━━ Extracted text

Theorem 4 of this blog entry of Terrence Tao states that:
Let $X$ be a compact metric space, $\mathcal X$ its Borel $\sigma$-algebra, and $\mu$ a Borel probability measure on $X$. Let $(Y, \mathcal Y)$ a measurable space, $\pi:X\to Y$ a measurable map, and $\nu := f_\sharp \mu$. Then there is a collection $(\mu_y)_{y\in Y}$ of Borel probability measures on $X$, such that
- for all bounded measurable maps $f:X\to \mathbb C$ and $g:Y\to \mathbb C$,
$$
\int_X f\cdot (g\circ \pi) \mathrm d\mu = \int_Y \left(\int_X f\mathrm d\mu_y\right)g(y)\mathrm d\nu(y) \quad (\star)
$$- for $\nu$-a.e. $y \in Y$,
$$
g\circ \pi=g(y) \quad \mu_y\text{-a.e.} \quad (\star\star)
$$
At the end of the proof, the author proves $(\star\star)$ by applying $(\star)$ twice, i.e.,
Finally, we prove $(\star\star)$. From two applications of $(\star)$ we have
$$
\int_Y\left(\int_X f(g \circ \pi) \mathrm d \mu_y\right) h(y) \mathrm d \nu(y) = \int_Y\left(\int_X f g(y) \mathrm d \mu_y\right) h(y) \mathrm d \nu(y)
$$
for all bounded measurable $f: X \rightarrow \mathbb{C}$ and $h: Y \rightarrow \mathbb{C}$. The claim follows (using the separability of the space of all $f$).
My question: I could not follow his reasoning here. Could you elaborate on how he obtain $(\star\star)$? Thank you so much!

━━━━

Description of the task: From the measure-theory post, output the part that opens with the words containing "Theorem 4 of" and closes with "d\nu(y) \quad (\star)", copied character for character. The data that comes next isn't needed for anything here.

━━ Supplied information

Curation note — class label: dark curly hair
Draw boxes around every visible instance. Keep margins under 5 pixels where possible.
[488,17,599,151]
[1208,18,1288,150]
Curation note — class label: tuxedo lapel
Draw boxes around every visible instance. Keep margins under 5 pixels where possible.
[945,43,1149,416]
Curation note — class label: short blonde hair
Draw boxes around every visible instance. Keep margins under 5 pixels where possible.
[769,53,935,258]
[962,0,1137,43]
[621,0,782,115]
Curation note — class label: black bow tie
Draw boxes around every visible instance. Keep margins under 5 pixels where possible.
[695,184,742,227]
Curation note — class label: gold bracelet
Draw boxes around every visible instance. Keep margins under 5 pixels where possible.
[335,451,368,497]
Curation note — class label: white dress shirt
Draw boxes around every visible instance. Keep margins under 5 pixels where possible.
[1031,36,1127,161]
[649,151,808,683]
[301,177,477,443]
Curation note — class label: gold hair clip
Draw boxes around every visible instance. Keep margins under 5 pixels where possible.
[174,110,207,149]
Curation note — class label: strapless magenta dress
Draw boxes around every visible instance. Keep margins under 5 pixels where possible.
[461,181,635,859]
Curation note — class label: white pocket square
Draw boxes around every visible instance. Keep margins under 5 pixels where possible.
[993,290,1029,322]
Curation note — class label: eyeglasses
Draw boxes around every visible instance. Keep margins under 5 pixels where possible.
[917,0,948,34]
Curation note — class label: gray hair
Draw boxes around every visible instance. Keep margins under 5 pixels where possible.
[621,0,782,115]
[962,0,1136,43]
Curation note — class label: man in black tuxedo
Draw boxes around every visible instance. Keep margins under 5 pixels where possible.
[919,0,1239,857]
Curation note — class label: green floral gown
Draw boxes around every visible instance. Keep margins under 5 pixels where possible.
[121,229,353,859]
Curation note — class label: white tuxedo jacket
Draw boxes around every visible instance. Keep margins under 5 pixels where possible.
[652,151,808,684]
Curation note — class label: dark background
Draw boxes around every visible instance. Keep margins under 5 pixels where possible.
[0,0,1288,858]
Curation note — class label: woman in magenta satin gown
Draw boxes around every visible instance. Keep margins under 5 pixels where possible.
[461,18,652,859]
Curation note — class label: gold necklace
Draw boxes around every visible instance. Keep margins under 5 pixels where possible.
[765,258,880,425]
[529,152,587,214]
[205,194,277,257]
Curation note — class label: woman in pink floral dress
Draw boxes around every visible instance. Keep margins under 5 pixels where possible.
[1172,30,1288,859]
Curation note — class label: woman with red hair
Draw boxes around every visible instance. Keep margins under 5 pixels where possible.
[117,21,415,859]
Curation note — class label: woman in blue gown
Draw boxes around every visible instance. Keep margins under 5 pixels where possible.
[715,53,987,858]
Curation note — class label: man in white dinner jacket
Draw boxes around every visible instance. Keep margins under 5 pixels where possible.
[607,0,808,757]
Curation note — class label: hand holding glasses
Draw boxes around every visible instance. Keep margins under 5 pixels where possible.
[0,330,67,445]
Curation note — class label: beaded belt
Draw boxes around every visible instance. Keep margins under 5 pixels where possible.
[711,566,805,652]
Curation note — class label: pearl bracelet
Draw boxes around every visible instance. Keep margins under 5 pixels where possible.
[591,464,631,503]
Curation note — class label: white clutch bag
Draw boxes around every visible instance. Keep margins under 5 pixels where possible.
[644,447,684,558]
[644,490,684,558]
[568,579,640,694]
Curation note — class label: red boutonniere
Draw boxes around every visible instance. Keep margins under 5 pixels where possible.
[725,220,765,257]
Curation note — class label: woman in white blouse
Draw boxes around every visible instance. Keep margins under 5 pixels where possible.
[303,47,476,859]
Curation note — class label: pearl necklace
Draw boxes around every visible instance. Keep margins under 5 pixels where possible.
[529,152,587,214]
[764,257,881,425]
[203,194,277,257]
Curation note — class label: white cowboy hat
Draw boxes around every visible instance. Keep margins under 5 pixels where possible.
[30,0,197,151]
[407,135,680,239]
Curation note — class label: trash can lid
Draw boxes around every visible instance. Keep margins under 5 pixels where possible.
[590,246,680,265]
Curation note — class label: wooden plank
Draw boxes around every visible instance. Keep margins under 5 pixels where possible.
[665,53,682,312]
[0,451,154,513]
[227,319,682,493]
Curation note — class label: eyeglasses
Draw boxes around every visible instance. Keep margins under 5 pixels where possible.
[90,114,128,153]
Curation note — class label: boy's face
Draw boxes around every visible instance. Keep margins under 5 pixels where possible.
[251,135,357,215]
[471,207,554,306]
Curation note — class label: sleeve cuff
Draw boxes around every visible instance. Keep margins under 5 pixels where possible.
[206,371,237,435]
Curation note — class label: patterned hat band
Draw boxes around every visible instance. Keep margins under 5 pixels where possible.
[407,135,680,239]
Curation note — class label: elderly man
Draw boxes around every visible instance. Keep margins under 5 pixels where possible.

━━━━

Solution:
Theorem 4 of this blog entry of Terrence Tao states that:
Let $X$ be a compact metric space, $\mathcal X$ its Borel $\sigma$-algebra, and $\mu$ a Borel probability measure on $X$. Let $(Y, \mathcal Y)$ a measurable space, $\pi:X\to Y$ a measurable map, and $\nu := f_\sharp \mu$. Then there is a collection $(\mu_y)_{y\in Y}$ of Borel probability measures on $X$, such that
- for all bounded measurable maps $f:X\to \mathbb C$ and $g:Y\to \mathbb C$,
$$
\int_X f\cdot (g\circ \pi) \mathrm d\mu = \int_Y \left(\int_X f\mathrm d\mu_y\right)g(y)\mathrm d\nu(y) \quad (\star)